- _Given passage_
Element-wise Implementation of Iterative Solvers for FEM Problems on the Cell Processor

A new implementation of the finite element method(FEM) that is suitable for the Cell processor. Since the Cell processors have a far greater performance and lower byte per-flop (B/F) rate than traditional scalar processors, the amount of memory transfer was reduced and a technique was used to hide the number of memory accesses. The amount of memory transfer was reduced by accepting additional floating-point operations without storing the data if the data were required repeatedly. In the present study, such memory access reduction was applied to the conjugate gradient (CG)method. In order to achieve memory access reduction in the CG method, element-wise computation was used in order to avoid global coefficient matrices, which cause frequent memory accesses. Moreover, all data transfer times are incorporated into the calculation time. As a result, the new implementation performed 10 times better than a traditional implementation run on a PPU.

- _Task brief_
Can you reproduce the whole passage on element-wise iterative solvers for finite element problems, word for word?

- _Extracted entries_
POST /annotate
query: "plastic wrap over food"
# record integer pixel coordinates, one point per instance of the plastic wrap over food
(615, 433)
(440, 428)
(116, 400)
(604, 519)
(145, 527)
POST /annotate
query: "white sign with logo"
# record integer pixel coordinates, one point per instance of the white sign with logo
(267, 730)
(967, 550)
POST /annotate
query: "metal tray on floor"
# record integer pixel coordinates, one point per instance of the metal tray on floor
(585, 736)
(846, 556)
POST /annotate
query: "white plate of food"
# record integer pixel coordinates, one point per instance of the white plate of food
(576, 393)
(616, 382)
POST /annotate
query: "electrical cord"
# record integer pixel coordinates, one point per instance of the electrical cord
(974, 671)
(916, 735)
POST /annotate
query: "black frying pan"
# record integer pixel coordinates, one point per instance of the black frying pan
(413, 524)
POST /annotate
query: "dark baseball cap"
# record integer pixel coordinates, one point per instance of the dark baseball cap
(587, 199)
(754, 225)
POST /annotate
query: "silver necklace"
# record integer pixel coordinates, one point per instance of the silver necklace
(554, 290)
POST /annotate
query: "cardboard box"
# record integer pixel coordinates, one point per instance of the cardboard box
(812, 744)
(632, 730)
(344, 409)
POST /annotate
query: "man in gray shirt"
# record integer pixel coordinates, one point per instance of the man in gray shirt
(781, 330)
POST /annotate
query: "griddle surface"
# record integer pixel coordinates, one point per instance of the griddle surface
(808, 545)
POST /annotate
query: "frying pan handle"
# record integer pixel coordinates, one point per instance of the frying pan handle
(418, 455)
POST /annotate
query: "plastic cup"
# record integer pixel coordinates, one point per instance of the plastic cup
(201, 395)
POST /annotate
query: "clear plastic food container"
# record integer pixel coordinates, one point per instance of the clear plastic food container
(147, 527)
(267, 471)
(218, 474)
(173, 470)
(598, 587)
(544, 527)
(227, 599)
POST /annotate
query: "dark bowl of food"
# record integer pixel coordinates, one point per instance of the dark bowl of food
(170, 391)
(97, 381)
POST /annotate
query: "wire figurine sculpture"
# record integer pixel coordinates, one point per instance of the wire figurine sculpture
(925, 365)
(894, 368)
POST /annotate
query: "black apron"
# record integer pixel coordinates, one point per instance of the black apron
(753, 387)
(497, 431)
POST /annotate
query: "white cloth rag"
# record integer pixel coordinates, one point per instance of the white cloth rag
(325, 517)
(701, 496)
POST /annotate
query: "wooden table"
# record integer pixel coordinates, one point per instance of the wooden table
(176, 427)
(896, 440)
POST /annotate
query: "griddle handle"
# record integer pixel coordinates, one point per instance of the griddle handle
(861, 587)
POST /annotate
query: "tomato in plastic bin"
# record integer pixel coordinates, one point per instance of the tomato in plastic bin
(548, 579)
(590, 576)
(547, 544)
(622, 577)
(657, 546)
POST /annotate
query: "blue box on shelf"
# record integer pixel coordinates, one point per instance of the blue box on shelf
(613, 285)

- _Result of this exercise_
Element-wise Implementation of Iterative Solvers for FEM Problems on the Cell Processor

A new implementation of the finite element method(FEM) that is suitable for the Cell processor. Since the Cell processors have a far greater performance and lower byte per-flop (B/F) rate than traditional scalar processors, the amount of memory transfer was reduced and a technique was used to hide the number of memory accesses. The amount of memory transfer was reduced by accepting additional floating-point operations without storing the data if the data were required repeatedly. In the present study, such memory access reduction was applied to the conjugate gradient (CG)method. In order to achieve memory access reduction in the CG method, element-wise computation was used in order to avoid global coefficient matrices, which cause frequent memory accesses. Moreover, all data transfer times are incorporated into the calculation time. As a result, the new implementation performed 10 times better than a traditional implementation run on a PPU.